Given task
Reproduce verbatim the lines from the line containing "segment --target=curtain fold" to the line containing "[[[523,265],[499,375],[669,444],[669,2],[529,0]]]", both included.

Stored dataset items
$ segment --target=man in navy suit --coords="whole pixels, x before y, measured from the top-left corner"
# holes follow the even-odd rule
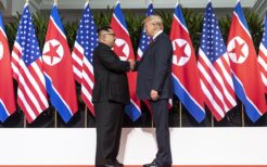
[[[173,98],[173,47],[168,36],[163,33],[163,21],[158,15],[150,15],[143,23],[147,35],[153,40],[141,60],[136,62],[137,95],[150,102],[158,149],[155,159],[143,166],[168,167],[173,163],[168,129],[168,100]]]
[[[130,102],[126,73],[135,62],[120,61],[112,50],[116,36],[111,27],[98,30],[99,46],[93,51],[94,87],[92,102],[97,123],[96,166],[120,167],[116,159],[125,105]]]

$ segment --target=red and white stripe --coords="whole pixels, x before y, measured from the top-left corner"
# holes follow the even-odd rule
[[[11,66],[13,77],[18,84],[17,103],[26,115],[27,121],[31,123],[49,106],[41,68],[42,61],[39,57],[29,66],[26,66],[22,60],[22,48],[15,42],[12,51]]]
[[[198,68],[205,103],[217,120],[237,105],[228,54],[225,53],[214,64],[200,49]]]
[[[265,86],[265,93],[267,93],[267,49],[263,43],[259,44],[257,61],[259,64],[262,80]]]
[[[78,42],[74,43],[72,52],[73,59],[73,73],[76,81],[81,84],[82,80],[82,60],[84,60],[84,48]]]
[[[81,99],[86,103],[89,111],[94,115],[92,103],[92,88],[94,85],[92,64],[84,55],[84,48],[75,42],[73,50],[73,70],[75,79],[81,85]]]

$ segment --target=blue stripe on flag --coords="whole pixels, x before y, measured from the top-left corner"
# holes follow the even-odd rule
[[[176,15],[176,17],[180,21],[180,23],[181,23],[185,27],[187,27],[186,21],[185,21],[185,18],[183,18],[183,14],[182,14],[182,12],[181,12],[181,5],[180,5],[180,4],[178,4],[178,7],[175,8],[175,15]]]
[[[9,117],[9,115],[7,114],[7,111],[3,107],[2,102],[0,102],[0,120],[3,123],[7,118]]]
[[[259,114],[259,111],[253,106],[253,104],[249,101],[243,86],[239,82],[237,76],[232,77],[234,90],[238,95],[238,98],[242,101],[242,103],[245,106],[245,112],[247,116],[252,119],[253,123],[255,123],[262,115]]]
[[[126,105],[125,112],[134,121],[136,121],[141,116],[140,111],[132,103]]]
[[[53,5],[53,9],[51,11],[51,16],[53,17],[56,26],[61,29],[61,33],[64,34],[64,36],[65,36],[65,31],[64,31],[64,28],[63,28],[62,23],[61,23],[61,17],[60,17],[60,14],[59,14],[59,11],[58,11],[58,8],[55,4]]]
[[[64,101],[60,98],[60,95],[53,89],[51,79],[47,75],[44,75],[44,78],[46,78],[47,91],[49,93],[51,103],[53,104],[55,110],[60,113],[62,119],[65,123],[69,121],[69,119],[73,116],[72,112],[68,110],[69,107],[65,105],[66,103],[64,103]]]
[[[126,22],[124,18],[124,14],[120,9],[120,4],[117,3],[115,9],[114,9],[115,16],[117,17],[117,21],[124,26],[125,29],[127,29]]]
[[[241,3],[238,2],[238,4],[236,5],[234,8],[234,12],[238,14],[238,17],[239,20],[241,21],[242,25],[246,28],[246,30],[249,31],[249,26],[246,24],[246,21],[245,21],[245,17],[244,17],[244,14],[243,14],[243,10],[242,10],[242,7],[241,7]]]
[[[4,31],[4,26],[3,26],[3,20],[2,20],[2,13],[0,12],[0,28]]]
[[[183,90],[178,80],[173,77],[174,84],[174,93],[179,98],[181,103],[186,106],[188,112],[199,121],[201,123],[205,118],[205,111],[201,108],[195,102],[191,99],[191,97]]]

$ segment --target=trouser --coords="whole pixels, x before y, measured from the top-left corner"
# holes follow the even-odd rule
[[[94,104],[97,123],[96,165],[114,165],[119,150],[125,105],[114,102]]]
[[[152,108],[153,120],[156,128],[157,153],[154,159],[157,164],[170,165],[171,152],[168,129],[168,100],[158,99],[157,101],[150,101]]]

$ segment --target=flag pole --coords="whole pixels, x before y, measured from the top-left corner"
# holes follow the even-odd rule
[[[179,119],[180,119],[180,128],[181,128],[181,101],[179,101]]]
[[[54,127],[58,127],[58,112],[54,110]]]
[[[212,114],[212,127],[214,127],[214,117],[213,117],[213,114]]]
[[[242,127],[244,127],[244,105],[241,105],[241,123],[242,123]]]
[[[87,106],[85,104],[85,128],[87,128]]]
[[[26,119],[26,115],[25,115],[25,114],[23,114],[23,115],[24,115],[23,127],[24,127],[24,128],[27,128],[27,119]]]

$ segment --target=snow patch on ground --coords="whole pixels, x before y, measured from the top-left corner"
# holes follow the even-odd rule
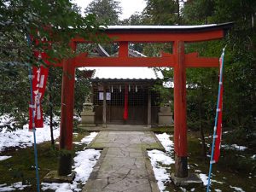
[[[98,132],[91,132],[89,136],[81,140],[81,144],[89,144],[98,134]]]
[[[230,185],[230,188],[234,189],[236,191],[245,192],[241,188],[234,187],[234,186],[231,186],[231,185]]]
[[[13,184],[11,184],[10,186],[7,186],[6,183],[4,184],[0,184],[0,191],[13,191],[13,190],[23,190],[25,188],[31,186],[31,185],[23,185],[22,182],[17,182]]]
[[[0,124],[3,124],[5,121],[11,120],[11,119],[8,119],[8,116],[4,115],[4,117],[0,117]],[[47,122],[48,120],[44,122],[44,128],[36,129],[37,143],[50,141],[50,129]],[[59,136],[60,128],[58,127],[54,129],[54,138],[55,139]],[[28,125],[24,125],[23,129],[17,129],[11,132],[7,128],[3,128],[0,131],[0,152],[10,147],[31,147],[33,143],[33,132],[28,131]]]
[[[199,174],[200,178],[202,180],[203,184],[206,186],[208,184],[208,177],[204,173]]]
[[[170,140],[170,135],[166,133],[156,134],[156,137],[168,154],[154,149],[148,151],[148,154],[150,157],[158,187],[160,191],[165,191],[165,183],[171,181],[171,176],[167,172],[167,170],[170,169],[169,165],[175,163],[174,160],[171,157],[171,154],[173,153],[173,142]]]
[[[89,144],[96,135],[96,132],[92,132],[83,138],[79,143]],[[73,183],[42,183],[42,190],[51,189],[55,192],[80,191],[81,189],[79,189],[78,186],[85,184],[100,155],[101,151],[96,149],[85,149],[84,151],[77,152],[73,166],[73,170],[76,172],[76,177]]]
[[[12,156],[0,156],[0,161],[8,160],[9,158],[11,158]]]
[[[174,143],[170,139],[170,137],[172,137],[172,135],[168,135],[165,132],[162,134],[155,134],[155,136],[167,152],[173,152]]]

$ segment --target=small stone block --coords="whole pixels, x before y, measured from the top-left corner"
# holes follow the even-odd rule
[[[45,183],[71,183],[76,175],[75,172],[67,176],[59,176],[57,171],[51,171],[43,178]]]
[[[177,177],[174,173],[172,173],[172,180],[176,186],[185,188],[201,187],[203,185],[202,180],[197,174],[189,174],[188,177]]]

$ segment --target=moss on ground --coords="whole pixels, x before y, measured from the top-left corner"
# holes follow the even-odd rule
[[[89,134],[84,131],[79,132],[79,135],[74,135],[73,141],[80,142],[83,137]],[[58,145],[55,144],[55,148],[53,148],[50,142],[45,142],[37,146],[39,177],[42,182],[43,177],[48,172],[52,170],[57,170],[59,151]],[[75,151],[81,150],[85,147],[84,144],[73,146]],[[33,147],[12,148],[11,150],[2,152],[1,155],[9,155],[12,157],[0,161],[0,184],[7,183],[7,185],[10,185],[14,183],[22,181],[23,184],[32,185],[31,187],[25,188],[22,191],[37,191]]]

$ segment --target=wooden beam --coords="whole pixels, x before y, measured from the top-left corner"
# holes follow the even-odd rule
[[[107,92],[106,85],[103,84],[103,110],[102,110],[102,127],[107,127]]]
[[[76,67],[174,67],[173,55],[168,57],[85,57],[85,54],[77,55]]]
[[[219,66],[218,57],[198,57],[198,53],[185,55],[186,67],[218,67]]]
[[[61,90],[61,116],[60,133],[60,150],[71,151],[73,148],[73,118],[74,105],[75,68],[70,61],[63,61],[62,90]],[[71,173],[72,154],[60,154],[60,176]]]
[[[186,67],[184,42],[177,41],[173,45],[177,65],[174,67],[174,151],[175,176],[188,177]]]
[[[196,32],[108,32],[106,33],[113,42],[136,42],[136,43],[153,43],[153,42],[174,42],[177,40],[184,42],[209,41],[222,38],[224,36],[223,29]],[[82,44],[90,43],[86,39],[76,38],[73,42]]]
[[[148,88],[148,127],[151,127],[151,90]]]
[[[76,67],[174,67],[173,54],[162,53],[161,57],[127,57],[125,48],[119,57],[87,57],[87,53],[81,53],[74,57]],[[184,55],[185,67],[218,67],[218,58],[199,57],[198,53]]]
[[[127,58],[128,56],[128,42],[119,42],[119,57]]]

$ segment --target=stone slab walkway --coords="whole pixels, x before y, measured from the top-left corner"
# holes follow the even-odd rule
[[[159,192],[147,149],[164,150],[150,131],[102,131],[87,148],[103,149],[83,192]]]

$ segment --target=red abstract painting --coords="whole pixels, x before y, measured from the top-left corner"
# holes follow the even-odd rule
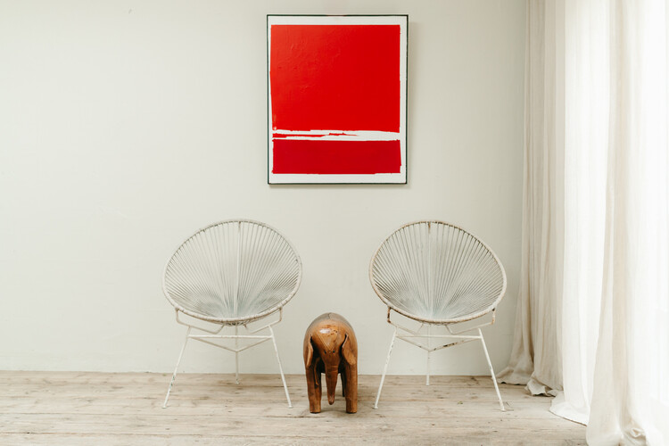
[[[270,184],[406,183],[407,26],[268,16]]]

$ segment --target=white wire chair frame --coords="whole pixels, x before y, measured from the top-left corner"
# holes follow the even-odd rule
[[[495,322],[495,310],[507,289],[507,275],[487,244],[443,221],[408,223],[391,234],[374,253],[369,279],[388,307],[387,321],[394,328],[374,409],[378,408],[395,339],[427,351],[426,385],[430,384],[433,351],[478,340],[500,408],[505,410],[481,328]],[[391,319],[391,311],[419,322],[420,326],[412,329],[398,324]],[[459,325],[488,314],[491,318],[487,322],[474,326]],[[447,334],[432,334],[435,326],[445,327]],[[436,345],[433,345],[434,340],[439,341]]]
[[[293,244],[260,221],[219,221],[182,243],[165,265],[162,276],[163,293],[175,309],[177,322],[187,326],[163,409],[189,339],[234,352],[237,384],[239,353],[271,340],[288,407],[292,408],[272,326],[283,319],[284,306],[297,293],[301,274],[301,260]],[[277,312],[278,318],[268,324],[248,326]],[[179,313],[190,318],[183,320]],[[202,326],[198,320],[209,326]],[[240,326],[246,329],[246,334],[239,334]],[[234,334],[222,334],[227,327],[233,328]],[[195,334],[191,333],[194,329]],[[266,332],[260,333],[263,330]],[[219,343],[228,340],[235,342],[234,347]],[[240,346],[240,340],[251,343]]]

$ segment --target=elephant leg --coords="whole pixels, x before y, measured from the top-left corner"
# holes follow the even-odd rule
[[[316,376],[318,377],[317,382]],[[309,395],[309,411],[314,414],[320,412],[320,374],[315,368],[307,368],[307,393]]]
[[[346,412],[354,414],[358,411],[358,365],[346,367],[343,375],[346,375]]]
[[[342,395],[346,398],[346,371],[342,370]]]
[[[314,381],[316,385],[314,387],[314,407],[313,410],[310,411],[314,414],[320,413],[320,399],[323,396],[323,385],[320,382],[320,372],[316,369],[314,370]]]

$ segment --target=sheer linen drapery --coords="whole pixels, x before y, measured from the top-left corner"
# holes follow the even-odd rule
[[[669,444],[669,5],[529,0],[523,266],[503,382],[591,444]]]

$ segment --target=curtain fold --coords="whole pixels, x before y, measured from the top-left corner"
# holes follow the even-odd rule
[[[523,265],[499,375],[669,444],[669,2],[529,0]]]

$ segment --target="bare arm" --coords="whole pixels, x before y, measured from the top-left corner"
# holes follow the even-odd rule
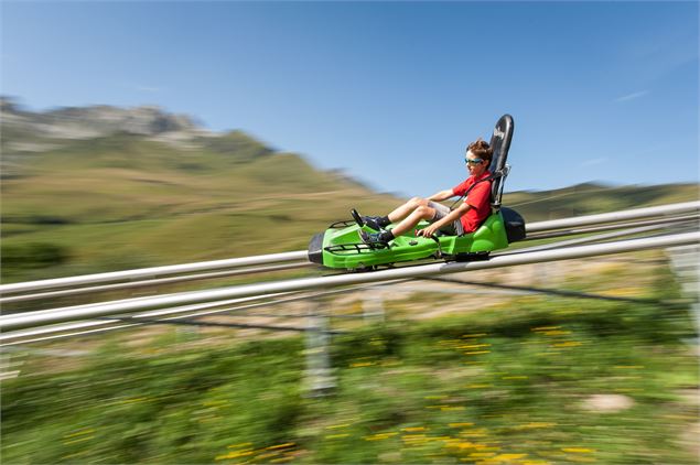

Exercise solution
$ segment --target=curtain fold --coords="whole pixels, x before y, measured from the top-left corner"
# holes follow the even-odd rule
[[[523,265],[499,375],[669,444],[669,2],[529,0]]]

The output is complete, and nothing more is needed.